EXERCISE TEXT
● ● ● ● ●

Starbucks' purchase of Magic's 50 percent share of the joint venture is an important endorsement of the power behind small businesses with real cash flow models. It's also a counter-intuitive lesson to leaders about how good businesses and good partnerships can work in under served areas. Doing things where others don't — or won't — inspires me and my colleagues in our daily work.


Our venture firm, Cue Ball, considers franchise opportunities. We're selective, but we like the simplicity of their business models. The attractiveness of most retailing and restaurant franchise opportunities comes down to the unit economics: how much money is required to open a unit, and how long will it take to get the payback? If the concept is good, there should be a healthy on-going cash flow stream. Let's say you build a Starbucks for X dollars. The profits pay back that money in Y years, and you calculate the on-going cash flow minus requirements for ongoing maintenance and improvement. This can quickly give you a "back of the envelope" sense of how much money you can make, and you can quickly assess a concept's economic potential.

In the "sophisticated" business circles of MBAs, tech entrepreneurs, and private investors franchise restaurants, retail and other consumer service startups produce a negative, knee jerk reaction. The cocktail conversation dismissal of these investments usually starts with the assertion that the vast majority of restaurants fail, and that such concepts require a lot of capital and time. Plus, they're not Big Ideas. They're not cool.

● ● ● ● ●

DATASET EXTRACT
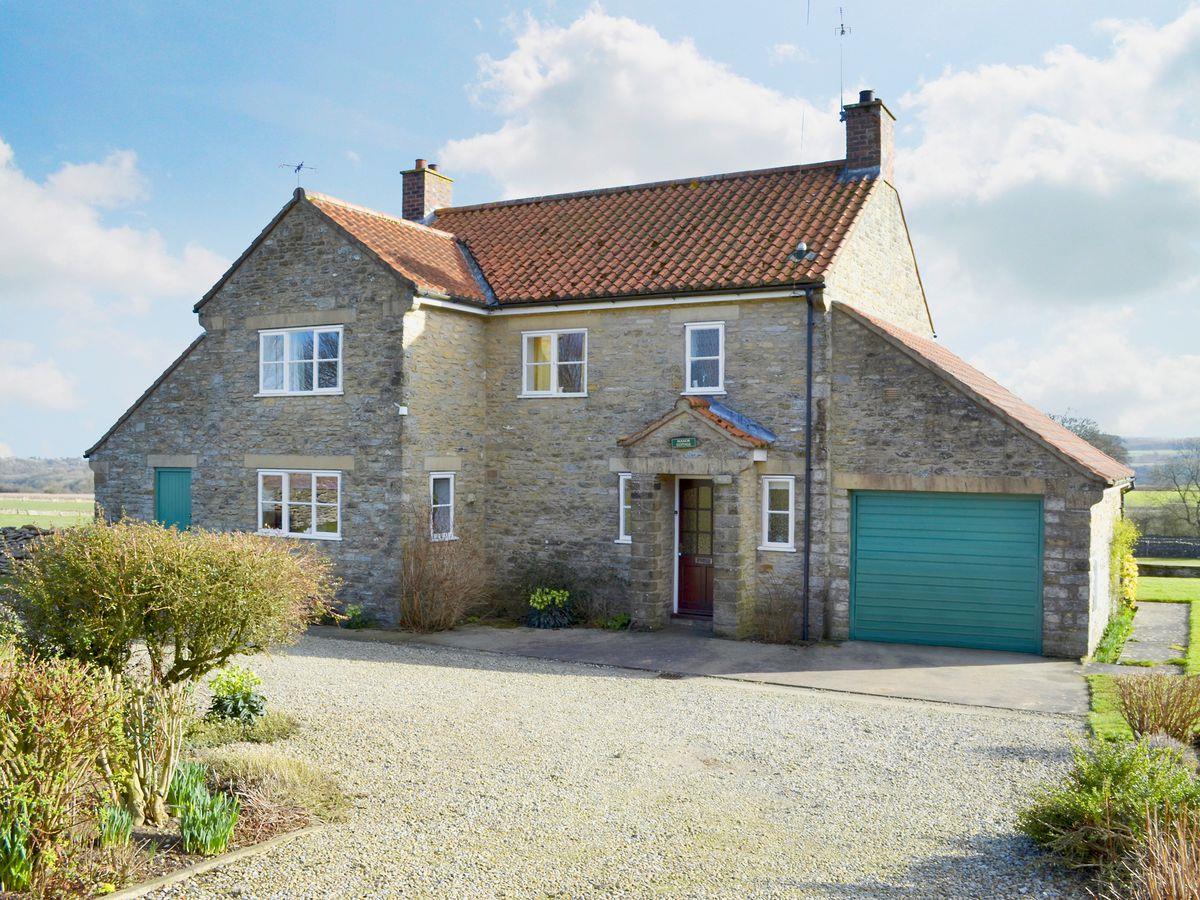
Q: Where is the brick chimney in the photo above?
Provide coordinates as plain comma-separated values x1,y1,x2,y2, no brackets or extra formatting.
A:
400,160,454,222
840,91,896,183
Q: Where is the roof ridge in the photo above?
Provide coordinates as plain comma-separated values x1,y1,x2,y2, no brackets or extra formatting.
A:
300,188,458,240
433,160,846,221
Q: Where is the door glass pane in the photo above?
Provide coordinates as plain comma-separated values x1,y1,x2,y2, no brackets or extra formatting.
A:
526,362,550,391
688,359,721,388
558,362,583,394
288,472,312,503
317,475,337,503
432,478,450,506
258,503,283,532
288,362,312,391
526,335,550,362
691,328,721,356
317,506,337,534
558,331,583,362
767,512,787,544
288,331,312,360
288,504,312,534
263,335,283,362
317,331,341,359
263,475,283,503
263,362,283,391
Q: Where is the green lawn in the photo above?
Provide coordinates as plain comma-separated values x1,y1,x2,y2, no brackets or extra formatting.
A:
1124,491,1180,509
0,493,94,528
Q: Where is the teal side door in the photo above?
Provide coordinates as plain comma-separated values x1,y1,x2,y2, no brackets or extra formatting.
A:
154,469,192,530
850,491,1042,653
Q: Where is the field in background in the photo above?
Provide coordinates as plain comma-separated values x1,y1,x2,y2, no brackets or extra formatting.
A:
0,493,95,528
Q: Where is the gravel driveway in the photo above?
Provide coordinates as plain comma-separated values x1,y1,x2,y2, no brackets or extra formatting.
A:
160,637,1084,898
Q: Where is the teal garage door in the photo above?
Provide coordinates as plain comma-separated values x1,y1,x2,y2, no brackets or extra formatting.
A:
154,469,192,530
850,491,1042,653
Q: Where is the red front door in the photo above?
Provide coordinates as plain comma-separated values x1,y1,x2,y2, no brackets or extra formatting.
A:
678,478,713,616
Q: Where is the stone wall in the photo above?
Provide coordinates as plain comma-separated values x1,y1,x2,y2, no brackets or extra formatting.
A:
92,202,410,616
826,180,934,335
827,310,1112,656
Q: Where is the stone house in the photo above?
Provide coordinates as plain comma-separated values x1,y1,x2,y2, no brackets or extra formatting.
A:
86,91,1133,656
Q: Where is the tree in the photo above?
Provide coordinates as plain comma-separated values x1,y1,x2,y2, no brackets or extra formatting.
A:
1151,438,1200,535
12,522,335,824
1050,410,1129,464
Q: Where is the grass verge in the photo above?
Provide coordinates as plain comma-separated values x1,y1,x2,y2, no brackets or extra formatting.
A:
1087,674,1133,740
1092,607,1134,662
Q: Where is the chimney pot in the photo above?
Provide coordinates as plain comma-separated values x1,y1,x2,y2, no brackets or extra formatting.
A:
400,158,454,222
842,90,895,182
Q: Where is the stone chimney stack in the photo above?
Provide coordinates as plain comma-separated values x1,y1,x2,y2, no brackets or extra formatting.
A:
840,91,896,183
400,160,454,222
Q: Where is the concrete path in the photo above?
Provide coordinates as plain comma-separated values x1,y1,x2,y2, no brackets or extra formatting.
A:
311,625,1087,715
1120,602,1192,672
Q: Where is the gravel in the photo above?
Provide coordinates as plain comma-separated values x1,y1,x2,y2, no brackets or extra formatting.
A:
147,637,1086,898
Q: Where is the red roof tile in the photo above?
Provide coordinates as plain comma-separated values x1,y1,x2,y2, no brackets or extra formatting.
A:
434,161,875,304
838,304,1134,484
305,193,486,302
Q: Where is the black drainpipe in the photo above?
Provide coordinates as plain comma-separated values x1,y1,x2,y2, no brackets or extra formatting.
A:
800,288,814,641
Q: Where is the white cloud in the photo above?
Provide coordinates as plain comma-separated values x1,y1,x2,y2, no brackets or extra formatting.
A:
0,139,223,311
0,341,79,410
770,43,812,62
439,8,842,197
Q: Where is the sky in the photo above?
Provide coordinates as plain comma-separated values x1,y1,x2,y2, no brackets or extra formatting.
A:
0,0,1200,456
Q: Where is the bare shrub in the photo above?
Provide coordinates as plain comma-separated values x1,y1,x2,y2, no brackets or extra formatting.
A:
1110,808,1200,900
1115,674,1200,743
396,508,488,631
755,569,797,643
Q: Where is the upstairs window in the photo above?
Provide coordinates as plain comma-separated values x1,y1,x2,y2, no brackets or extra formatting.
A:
258,325,342,394
521,329,588,397
683,322,725,394
258,469,342,540
430,472,455,541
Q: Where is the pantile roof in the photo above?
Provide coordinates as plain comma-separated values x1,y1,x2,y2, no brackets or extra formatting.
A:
838,304,1134,484
433,161,876,305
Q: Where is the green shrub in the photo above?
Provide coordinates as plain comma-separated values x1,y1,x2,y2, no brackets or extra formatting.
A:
0,797,34,893
167,762,209,816
526,587,575,628
199,746,347,820
1109,516,1141,610
12,521,335,824
187,709,300,748
0,646,127,881
179,791,241,857
1092,606,1134,662
96,803,133,847
209,665,266,724
1018,740,1200,866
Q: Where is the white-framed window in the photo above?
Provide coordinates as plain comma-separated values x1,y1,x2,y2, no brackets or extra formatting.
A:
258,469,342,541
758,475,796,550
521,328,588,397
258,325,342,395
683,322,725,394
430,472,456,541
617,472,634,544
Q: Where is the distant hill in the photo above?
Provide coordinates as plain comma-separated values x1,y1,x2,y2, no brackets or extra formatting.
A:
0,456,92,493
1121,438,1195,487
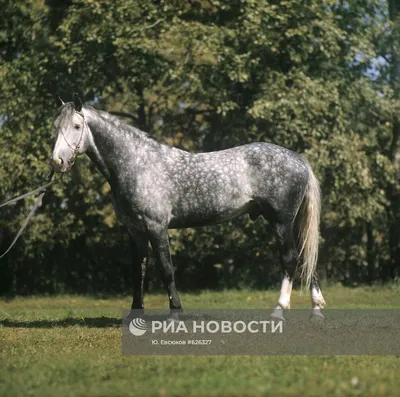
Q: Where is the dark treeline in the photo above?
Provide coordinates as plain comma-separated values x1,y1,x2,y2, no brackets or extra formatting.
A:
0,0,400,295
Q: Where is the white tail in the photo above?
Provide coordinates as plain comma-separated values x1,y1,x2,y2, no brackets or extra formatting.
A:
298,165,321,288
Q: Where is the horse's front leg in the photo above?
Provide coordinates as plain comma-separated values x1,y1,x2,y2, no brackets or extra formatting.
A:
130,232,149,314
147,224,182,318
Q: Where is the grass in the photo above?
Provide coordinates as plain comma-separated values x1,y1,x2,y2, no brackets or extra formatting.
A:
0,286,400,397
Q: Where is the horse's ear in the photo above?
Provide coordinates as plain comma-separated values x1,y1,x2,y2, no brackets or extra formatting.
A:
56,96,65,107
72,93,83,112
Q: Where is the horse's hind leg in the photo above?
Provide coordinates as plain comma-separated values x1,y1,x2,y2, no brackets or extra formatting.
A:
310,272,326,317
271,222,298,319
130,233,149,311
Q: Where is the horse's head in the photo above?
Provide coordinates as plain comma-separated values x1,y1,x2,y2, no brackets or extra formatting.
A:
51,94,89,172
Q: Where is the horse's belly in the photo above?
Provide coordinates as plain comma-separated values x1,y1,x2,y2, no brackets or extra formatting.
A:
168,201,251,229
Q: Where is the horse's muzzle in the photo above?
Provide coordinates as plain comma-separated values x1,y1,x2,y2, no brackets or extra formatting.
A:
51,156,66,172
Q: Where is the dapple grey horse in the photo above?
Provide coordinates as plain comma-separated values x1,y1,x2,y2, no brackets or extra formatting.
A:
52,95,325,318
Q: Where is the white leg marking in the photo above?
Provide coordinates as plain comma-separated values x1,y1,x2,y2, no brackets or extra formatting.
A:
276,276,293,309
310,286,326,311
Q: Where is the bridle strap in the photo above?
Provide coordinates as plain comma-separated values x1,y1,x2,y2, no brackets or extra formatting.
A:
0,170,64,258
61,110,86,169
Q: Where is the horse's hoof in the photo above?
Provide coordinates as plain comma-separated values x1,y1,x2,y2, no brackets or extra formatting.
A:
122,309,144,325
269,309,286,321
167,309,183,323
310,309,325,322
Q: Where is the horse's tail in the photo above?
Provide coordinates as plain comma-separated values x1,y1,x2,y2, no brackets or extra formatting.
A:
298,163,321,288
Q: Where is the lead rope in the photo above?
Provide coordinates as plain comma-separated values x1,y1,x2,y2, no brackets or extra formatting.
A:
0,170,64,258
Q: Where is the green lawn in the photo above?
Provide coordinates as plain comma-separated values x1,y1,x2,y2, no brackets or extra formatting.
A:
0,286,400,397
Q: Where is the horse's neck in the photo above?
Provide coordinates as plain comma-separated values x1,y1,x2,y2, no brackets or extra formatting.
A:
85,110,148,185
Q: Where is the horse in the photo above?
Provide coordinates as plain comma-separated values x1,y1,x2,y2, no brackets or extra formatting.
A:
51,95,325,319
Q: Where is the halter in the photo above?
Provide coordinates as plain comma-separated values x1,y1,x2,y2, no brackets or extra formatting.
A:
57,110,86,171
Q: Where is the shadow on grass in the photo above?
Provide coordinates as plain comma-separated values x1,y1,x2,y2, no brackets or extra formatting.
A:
0,317,122,328
0,314,217,328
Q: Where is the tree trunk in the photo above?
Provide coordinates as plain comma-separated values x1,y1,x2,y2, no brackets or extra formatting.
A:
384,0,400,278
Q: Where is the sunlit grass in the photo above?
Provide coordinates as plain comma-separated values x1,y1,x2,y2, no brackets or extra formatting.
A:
0,286,400,397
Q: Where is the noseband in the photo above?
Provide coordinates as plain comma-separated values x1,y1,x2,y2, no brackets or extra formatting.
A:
57,110,86,171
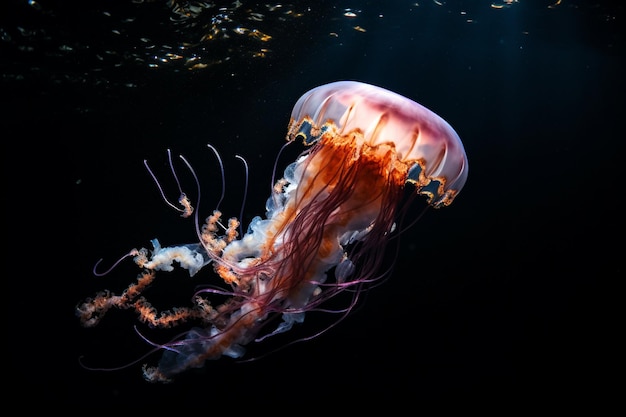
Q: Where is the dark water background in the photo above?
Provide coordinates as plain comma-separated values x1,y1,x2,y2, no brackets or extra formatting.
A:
0,0,626,416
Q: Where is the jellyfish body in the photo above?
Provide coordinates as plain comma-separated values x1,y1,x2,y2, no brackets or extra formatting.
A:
77,81,468,381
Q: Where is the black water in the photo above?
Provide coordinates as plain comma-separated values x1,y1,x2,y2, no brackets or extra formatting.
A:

● ● ● ● ●

TASK REQUIREMENTS
A: Using the franchise text, output the part that opens with the words "Starbucks' purchase of" and closes with "our daily work.", copied word for word.
B: Answer these questions from the franchise text:
(i) What share of the joint venture did Starbucks buy from Magic?
(ii) What is the name of the venture firm?
(iii) In cocktail conversation, what assertion usually starts the dismissal of these investments?
C: Translate this sentence from the franchise text into Spanish: "We're selective, but we like the simplicity of their business models."

ANSWER SECTION
A:
Starbucks' purchase of Magic's 50 percent share of the joint venture is an important endorsement of the power behind small businesses with real cash flow models. It's also a counter-intuitive lesson to leaders about how good businesses and good partnerships can work in under served areas. Doing things where others don't — or won't — inspires me and my colleagues in our daily work.

B:
(i) 50 percent
(ii) Cue Ball
(iii) That the vast majority of restaurants fail

C: Somos selectivos, pero nos gusta la simplicidad de sus modelos de negocio.